*GIVEN INSTRUCTION*: Return the listing verbatim, beginning at its first line and stopping after the line that contains "[213,68,366,124]".

************

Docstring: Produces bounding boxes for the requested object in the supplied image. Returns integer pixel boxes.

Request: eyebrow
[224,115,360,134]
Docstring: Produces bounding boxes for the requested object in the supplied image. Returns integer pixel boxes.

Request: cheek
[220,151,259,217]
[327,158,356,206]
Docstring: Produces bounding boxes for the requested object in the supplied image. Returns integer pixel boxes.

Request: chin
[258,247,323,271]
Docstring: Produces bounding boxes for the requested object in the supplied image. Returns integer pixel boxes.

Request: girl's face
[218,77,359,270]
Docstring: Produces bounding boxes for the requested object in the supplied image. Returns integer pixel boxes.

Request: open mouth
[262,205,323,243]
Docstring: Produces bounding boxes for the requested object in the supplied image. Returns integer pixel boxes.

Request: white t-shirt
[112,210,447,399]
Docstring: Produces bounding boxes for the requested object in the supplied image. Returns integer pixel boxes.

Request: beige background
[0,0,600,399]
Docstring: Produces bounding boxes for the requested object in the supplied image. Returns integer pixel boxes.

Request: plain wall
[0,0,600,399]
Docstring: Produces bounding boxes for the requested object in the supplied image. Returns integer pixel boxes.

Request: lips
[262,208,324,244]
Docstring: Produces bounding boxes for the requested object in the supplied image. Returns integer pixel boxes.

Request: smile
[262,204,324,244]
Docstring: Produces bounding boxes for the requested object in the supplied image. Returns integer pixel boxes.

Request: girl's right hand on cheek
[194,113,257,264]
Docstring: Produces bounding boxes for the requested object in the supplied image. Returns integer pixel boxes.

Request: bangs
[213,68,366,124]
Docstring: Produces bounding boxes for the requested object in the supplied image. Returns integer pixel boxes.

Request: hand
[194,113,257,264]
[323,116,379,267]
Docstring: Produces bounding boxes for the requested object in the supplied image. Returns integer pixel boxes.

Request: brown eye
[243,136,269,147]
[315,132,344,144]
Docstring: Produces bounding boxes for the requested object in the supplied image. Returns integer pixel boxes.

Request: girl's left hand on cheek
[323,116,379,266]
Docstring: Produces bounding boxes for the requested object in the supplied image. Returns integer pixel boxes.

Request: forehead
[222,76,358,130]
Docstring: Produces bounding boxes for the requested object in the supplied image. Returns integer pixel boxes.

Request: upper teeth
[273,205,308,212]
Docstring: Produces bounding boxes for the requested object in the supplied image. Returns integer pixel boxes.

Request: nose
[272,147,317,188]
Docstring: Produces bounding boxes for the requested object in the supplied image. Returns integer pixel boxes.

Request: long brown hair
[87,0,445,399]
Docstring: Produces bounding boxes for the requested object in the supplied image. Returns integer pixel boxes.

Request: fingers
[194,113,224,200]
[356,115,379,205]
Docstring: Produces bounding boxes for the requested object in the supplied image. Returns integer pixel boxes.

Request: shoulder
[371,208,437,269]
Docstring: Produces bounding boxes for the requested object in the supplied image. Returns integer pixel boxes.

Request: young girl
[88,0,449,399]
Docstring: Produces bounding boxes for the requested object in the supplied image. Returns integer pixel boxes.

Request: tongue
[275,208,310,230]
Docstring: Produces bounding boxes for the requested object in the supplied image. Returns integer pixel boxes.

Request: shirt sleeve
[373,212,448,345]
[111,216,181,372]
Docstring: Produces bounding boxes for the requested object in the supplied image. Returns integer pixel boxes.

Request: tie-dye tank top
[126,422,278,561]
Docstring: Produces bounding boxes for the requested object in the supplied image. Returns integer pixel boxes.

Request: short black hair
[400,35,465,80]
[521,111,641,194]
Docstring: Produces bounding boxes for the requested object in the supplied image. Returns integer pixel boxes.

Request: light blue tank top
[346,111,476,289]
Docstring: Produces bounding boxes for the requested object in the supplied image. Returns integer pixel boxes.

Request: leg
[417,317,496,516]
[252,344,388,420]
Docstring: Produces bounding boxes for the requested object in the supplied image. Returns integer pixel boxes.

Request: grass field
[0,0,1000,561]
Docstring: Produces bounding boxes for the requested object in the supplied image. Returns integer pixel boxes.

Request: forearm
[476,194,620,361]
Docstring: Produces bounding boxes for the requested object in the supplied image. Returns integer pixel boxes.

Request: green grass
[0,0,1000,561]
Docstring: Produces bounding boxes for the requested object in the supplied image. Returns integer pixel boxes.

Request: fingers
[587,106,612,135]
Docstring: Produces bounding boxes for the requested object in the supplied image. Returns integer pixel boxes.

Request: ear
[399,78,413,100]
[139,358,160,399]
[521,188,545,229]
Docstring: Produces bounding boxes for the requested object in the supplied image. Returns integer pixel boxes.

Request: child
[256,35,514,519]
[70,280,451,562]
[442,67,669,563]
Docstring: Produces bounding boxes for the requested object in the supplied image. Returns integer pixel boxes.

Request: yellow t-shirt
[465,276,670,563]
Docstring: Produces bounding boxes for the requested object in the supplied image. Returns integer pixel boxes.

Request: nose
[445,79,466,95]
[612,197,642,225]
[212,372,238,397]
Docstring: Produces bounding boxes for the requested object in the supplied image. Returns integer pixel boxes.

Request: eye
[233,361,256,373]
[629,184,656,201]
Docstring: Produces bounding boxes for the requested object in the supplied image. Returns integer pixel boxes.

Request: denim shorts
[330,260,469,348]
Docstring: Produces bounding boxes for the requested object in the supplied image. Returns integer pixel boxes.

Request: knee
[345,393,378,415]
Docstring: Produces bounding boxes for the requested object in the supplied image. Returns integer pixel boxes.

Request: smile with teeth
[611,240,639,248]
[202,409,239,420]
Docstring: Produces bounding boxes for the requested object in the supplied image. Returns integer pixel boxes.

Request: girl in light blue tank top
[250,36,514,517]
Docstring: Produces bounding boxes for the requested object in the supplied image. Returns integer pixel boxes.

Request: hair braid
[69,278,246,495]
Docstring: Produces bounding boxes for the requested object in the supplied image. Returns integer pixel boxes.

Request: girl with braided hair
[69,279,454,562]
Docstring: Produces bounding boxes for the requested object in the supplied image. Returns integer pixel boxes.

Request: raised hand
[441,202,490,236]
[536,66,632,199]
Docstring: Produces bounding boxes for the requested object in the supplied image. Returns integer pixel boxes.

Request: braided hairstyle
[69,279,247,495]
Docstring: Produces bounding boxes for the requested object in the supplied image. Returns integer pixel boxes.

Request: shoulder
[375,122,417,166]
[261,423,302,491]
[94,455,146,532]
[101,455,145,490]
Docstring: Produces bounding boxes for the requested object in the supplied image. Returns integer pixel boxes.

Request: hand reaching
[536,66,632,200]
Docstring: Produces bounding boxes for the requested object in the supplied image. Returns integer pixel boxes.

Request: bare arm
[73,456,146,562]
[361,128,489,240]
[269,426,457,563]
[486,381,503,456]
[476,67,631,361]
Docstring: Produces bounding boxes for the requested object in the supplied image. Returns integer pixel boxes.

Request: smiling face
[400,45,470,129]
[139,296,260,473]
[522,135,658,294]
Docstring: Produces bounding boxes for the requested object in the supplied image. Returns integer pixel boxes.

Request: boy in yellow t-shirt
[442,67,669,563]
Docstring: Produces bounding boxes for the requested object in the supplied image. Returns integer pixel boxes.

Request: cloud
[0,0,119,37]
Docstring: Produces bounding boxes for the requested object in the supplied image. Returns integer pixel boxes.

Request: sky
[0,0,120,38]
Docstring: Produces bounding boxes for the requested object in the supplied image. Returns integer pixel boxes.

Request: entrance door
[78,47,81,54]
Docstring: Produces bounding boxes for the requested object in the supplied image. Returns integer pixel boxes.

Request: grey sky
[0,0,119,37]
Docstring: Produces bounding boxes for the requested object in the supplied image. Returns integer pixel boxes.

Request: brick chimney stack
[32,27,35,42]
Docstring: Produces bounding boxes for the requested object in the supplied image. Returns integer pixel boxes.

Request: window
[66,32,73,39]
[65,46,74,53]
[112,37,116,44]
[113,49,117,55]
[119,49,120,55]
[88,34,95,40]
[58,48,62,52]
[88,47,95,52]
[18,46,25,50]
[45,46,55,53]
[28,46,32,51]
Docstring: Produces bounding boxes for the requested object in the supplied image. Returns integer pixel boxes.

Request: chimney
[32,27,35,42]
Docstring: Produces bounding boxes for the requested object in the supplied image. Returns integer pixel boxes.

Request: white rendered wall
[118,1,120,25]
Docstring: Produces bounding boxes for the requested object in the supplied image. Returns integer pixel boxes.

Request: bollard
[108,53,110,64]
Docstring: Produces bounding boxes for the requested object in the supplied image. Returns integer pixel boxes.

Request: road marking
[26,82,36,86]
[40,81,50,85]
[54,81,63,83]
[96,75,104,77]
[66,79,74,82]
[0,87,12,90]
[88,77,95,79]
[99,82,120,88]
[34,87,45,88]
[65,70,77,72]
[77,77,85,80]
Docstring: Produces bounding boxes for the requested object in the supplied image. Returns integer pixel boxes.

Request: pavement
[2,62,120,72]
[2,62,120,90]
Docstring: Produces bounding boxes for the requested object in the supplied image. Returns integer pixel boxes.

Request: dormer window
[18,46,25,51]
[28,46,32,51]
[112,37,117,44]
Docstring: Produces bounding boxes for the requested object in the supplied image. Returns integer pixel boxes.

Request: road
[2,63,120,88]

************

*FULL ANSWER*:
Docstring: Produces bounding boxes for the requested object in the supplied image. Returns integer pixel boxes.

Request: eyebrow
[224,115,360,134]
Docstring: Produces bounding boxes for the requested object in the supplied image. Returns integer pixel boxes.

Request: cheek
[220,151,259,217]
[327,158,356,206]
Docstring: Produces bounding boxes for the requested object in the supplied image. Returns integer pixel boxes.

Request: chin
[258,247,323,271]
Docstring: Produces bounding boxes for the requested object in the supplied image. Returns integer pixel boxes.

Request: girl's face
[218,77,359,270]
Docstring: Produces bounding boxes for the requested object in the supplied image. Returns integer pixel boxes.

Request: open mouth
[262,205,323,243]
Docstring: Produces bounding boxes for the requested object in the supplied image. Returns integer pixel boxes.

Request: white t-shirt
[112,210,447,399]
Docstring: Produces bounding boxes for the requested object in the supplied image. Returns integer pixel boxes.

Request: beige background
[0,0,600,399]
Docstring: Produces bounding boxes for the requested object in the supplied image. Returns integer pixel boxes.

Request: plain wall
[0,0,600,399]
Docstring: Produces bounding boxes for the requested object in the supplied image. Returns integer pixel boxes.

Request: lips
[262,208,324,244]
Docstring: Produces bounding boxes for the requested object in the supplied image. Returns integer pixel boxes.

Request: smile
[262,204,324,244]
Docstring: Produces bounding boxes for the requested object in the supplied image. Returns integer pixel boxes.

Request: girl's right hand on cheek
[194,113,257,264]
Docstring: Produces bounding boxes for the requested object in the supplied image. Returns integer pixel boxes.

Request: bangs
[213,68,366,124]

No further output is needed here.